Estrai tutte le righe del materiale e riportale identiche, senza cambiare nulla.

========================================================================

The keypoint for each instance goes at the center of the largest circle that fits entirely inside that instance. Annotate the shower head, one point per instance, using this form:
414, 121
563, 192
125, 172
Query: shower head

========================================================================

Risultato:
The keypoint for each instance goes at the center of the largest circle that fits entirely inside that instance. Annotate the shower head, one point per instance, using this form:
414, 121
563, 192
125, 172
Query: shower head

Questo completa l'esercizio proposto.